→ INPUT MATERIAL:

▬▬▬▬▬▬▬▬▬▬

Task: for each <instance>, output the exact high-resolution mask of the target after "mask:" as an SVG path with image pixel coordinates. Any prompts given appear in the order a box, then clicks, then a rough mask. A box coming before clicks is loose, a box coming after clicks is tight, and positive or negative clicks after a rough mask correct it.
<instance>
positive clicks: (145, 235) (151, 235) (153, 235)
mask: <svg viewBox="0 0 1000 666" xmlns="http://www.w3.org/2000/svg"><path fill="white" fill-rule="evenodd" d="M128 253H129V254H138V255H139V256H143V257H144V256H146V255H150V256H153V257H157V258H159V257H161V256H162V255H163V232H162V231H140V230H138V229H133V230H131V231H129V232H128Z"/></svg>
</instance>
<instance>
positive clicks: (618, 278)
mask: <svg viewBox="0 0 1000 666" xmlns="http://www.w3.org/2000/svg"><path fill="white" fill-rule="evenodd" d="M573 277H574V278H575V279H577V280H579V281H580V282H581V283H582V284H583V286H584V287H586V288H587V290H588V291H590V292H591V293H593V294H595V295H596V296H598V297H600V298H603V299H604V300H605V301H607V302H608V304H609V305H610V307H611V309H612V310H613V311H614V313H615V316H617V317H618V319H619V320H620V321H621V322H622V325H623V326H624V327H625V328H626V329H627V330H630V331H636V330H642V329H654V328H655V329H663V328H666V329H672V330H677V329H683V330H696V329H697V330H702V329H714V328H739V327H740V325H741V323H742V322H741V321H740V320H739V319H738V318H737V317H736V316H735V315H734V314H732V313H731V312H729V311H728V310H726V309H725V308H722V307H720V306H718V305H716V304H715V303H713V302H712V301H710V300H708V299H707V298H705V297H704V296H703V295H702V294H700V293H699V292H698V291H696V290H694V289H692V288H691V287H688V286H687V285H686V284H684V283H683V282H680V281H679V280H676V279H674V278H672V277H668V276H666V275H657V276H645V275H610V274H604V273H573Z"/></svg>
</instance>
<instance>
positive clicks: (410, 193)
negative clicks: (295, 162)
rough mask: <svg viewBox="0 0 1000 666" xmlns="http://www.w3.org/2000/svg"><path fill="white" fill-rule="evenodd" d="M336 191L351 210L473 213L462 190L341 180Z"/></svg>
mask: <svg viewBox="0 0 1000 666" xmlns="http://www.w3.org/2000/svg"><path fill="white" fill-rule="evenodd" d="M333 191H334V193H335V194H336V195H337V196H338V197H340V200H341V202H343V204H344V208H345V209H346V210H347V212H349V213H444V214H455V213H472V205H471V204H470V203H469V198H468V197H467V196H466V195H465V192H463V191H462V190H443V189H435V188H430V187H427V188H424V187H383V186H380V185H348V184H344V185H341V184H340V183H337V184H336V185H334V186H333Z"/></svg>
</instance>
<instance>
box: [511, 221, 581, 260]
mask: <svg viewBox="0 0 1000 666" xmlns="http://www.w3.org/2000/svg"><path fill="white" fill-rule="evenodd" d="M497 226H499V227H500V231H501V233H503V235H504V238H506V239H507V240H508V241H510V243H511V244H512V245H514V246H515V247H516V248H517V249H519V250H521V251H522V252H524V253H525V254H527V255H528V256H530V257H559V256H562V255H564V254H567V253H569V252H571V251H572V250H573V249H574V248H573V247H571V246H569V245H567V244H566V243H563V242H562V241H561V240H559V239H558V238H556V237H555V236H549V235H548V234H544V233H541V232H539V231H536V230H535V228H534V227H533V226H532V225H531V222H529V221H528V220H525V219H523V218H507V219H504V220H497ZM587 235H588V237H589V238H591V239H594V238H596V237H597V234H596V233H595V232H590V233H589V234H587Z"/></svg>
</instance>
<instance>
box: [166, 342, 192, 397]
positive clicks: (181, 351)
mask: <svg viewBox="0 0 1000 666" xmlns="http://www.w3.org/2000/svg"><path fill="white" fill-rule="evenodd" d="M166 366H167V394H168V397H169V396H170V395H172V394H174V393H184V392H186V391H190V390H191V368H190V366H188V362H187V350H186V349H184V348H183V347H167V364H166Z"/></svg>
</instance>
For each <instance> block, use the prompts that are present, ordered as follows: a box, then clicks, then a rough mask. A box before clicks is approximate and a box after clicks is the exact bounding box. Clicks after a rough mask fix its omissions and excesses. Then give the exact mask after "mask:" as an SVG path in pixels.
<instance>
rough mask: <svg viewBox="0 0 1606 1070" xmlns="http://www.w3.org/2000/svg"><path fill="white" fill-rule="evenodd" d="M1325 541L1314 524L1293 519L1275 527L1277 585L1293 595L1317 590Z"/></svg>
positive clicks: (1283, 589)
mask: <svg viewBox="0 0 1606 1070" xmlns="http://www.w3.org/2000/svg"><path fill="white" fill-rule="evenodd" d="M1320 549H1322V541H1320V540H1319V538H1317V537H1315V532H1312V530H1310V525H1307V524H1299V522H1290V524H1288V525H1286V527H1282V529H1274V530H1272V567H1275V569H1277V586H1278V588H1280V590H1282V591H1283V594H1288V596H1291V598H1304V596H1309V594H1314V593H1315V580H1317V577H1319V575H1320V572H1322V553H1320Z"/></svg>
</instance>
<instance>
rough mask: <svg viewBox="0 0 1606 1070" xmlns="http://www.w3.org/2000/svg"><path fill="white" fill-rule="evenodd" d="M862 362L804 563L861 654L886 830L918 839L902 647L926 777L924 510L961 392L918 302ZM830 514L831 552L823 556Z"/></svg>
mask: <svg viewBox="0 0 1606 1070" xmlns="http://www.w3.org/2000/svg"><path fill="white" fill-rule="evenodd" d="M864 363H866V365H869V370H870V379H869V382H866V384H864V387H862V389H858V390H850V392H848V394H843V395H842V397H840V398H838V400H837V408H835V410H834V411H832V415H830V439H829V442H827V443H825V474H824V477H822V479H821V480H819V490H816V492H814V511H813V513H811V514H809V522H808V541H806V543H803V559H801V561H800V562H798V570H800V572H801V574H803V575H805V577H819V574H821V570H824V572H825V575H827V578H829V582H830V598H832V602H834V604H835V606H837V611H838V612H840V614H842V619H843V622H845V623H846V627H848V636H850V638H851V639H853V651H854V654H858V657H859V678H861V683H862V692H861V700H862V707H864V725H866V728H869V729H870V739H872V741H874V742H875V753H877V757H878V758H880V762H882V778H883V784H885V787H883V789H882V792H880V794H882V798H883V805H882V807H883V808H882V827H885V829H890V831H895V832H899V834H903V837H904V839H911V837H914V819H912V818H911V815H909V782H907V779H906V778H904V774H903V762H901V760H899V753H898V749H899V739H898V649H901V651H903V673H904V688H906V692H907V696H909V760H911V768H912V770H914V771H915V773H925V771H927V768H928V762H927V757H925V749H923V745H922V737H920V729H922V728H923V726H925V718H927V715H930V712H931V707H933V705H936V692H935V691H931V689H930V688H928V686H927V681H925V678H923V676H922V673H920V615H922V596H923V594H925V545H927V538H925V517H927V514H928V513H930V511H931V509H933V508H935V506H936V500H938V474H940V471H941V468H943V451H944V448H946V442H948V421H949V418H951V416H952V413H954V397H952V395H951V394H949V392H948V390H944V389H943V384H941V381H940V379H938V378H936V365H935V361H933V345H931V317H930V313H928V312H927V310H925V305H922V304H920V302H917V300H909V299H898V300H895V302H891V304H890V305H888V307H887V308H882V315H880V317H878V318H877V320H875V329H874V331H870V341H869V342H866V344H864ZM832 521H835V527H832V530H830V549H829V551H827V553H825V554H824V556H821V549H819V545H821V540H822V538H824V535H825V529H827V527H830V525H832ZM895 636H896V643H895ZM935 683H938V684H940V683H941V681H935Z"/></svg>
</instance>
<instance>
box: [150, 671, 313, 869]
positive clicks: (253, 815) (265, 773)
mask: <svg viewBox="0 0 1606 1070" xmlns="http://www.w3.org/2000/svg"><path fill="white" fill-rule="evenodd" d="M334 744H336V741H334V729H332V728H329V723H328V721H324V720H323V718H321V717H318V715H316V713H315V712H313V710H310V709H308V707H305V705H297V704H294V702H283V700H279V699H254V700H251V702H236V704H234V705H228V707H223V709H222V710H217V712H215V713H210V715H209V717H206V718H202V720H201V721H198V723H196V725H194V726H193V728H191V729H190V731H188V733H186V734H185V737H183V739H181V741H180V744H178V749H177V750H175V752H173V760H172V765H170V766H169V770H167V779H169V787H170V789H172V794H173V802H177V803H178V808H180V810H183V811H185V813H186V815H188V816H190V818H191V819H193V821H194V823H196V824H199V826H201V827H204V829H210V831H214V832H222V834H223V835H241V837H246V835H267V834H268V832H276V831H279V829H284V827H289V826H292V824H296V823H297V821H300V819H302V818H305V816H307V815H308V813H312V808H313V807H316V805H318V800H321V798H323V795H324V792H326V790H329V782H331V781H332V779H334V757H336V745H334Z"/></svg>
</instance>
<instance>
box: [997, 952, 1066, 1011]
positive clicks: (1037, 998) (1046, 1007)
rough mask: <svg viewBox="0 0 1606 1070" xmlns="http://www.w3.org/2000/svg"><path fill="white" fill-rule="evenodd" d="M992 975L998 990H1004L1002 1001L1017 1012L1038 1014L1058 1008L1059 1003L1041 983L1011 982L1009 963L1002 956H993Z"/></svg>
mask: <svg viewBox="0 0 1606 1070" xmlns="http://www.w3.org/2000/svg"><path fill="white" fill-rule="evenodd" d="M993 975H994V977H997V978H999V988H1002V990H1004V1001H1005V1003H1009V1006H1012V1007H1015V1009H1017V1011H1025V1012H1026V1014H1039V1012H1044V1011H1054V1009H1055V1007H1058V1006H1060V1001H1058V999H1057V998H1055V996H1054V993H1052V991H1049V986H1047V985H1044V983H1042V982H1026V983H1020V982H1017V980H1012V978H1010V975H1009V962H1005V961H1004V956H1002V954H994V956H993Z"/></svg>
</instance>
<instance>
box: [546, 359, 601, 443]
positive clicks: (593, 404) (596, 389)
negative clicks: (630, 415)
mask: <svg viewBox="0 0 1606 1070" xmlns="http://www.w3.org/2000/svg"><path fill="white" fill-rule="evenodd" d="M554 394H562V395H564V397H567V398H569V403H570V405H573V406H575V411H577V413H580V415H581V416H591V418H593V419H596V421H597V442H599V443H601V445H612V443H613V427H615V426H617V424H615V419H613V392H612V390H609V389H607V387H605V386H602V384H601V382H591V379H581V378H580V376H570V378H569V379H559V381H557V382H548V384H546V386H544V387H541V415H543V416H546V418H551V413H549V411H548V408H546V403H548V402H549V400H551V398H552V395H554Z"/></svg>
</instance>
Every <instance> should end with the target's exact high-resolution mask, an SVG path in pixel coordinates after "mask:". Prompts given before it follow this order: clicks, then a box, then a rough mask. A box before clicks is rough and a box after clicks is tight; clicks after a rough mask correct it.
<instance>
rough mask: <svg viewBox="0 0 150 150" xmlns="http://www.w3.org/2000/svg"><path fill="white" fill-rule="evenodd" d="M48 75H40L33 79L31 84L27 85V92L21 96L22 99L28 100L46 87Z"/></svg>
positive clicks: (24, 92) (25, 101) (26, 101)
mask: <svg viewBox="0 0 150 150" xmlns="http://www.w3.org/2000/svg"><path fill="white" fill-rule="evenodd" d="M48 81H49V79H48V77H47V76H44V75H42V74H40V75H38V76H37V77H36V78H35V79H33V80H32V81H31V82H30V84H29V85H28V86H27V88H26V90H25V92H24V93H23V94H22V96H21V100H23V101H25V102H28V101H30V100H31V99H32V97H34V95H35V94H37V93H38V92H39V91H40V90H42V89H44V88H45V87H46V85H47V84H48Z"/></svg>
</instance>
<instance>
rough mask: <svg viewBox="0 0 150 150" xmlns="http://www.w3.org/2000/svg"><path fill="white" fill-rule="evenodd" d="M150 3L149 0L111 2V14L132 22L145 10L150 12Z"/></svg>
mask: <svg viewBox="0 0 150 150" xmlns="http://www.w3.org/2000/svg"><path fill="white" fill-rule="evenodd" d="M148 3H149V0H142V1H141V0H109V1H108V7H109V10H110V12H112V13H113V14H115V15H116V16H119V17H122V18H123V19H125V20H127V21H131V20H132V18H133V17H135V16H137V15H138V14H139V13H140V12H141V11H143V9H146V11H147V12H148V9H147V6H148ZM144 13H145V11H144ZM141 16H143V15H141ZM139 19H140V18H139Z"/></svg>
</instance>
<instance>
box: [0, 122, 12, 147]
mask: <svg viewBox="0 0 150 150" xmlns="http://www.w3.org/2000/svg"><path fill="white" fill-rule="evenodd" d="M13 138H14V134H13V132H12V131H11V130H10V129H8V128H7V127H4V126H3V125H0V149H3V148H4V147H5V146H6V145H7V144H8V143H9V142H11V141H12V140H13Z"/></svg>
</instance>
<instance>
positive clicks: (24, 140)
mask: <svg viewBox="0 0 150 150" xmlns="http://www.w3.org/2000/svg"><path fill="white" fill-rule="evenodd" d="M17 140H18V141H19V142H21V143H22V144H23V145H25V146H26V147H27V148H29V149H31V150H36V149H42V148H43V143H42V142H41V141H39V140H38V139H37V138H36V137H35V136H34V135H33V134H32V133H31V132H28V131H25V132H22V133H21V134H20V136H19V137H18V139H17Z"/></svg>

▬▬▬▬▬▬▬▬▬▬

→ TASK OBJECTIVE: Tally the lines of the data that contain the string "then" and report the total alone.

→ RESULT OF THE EXERCISE: 3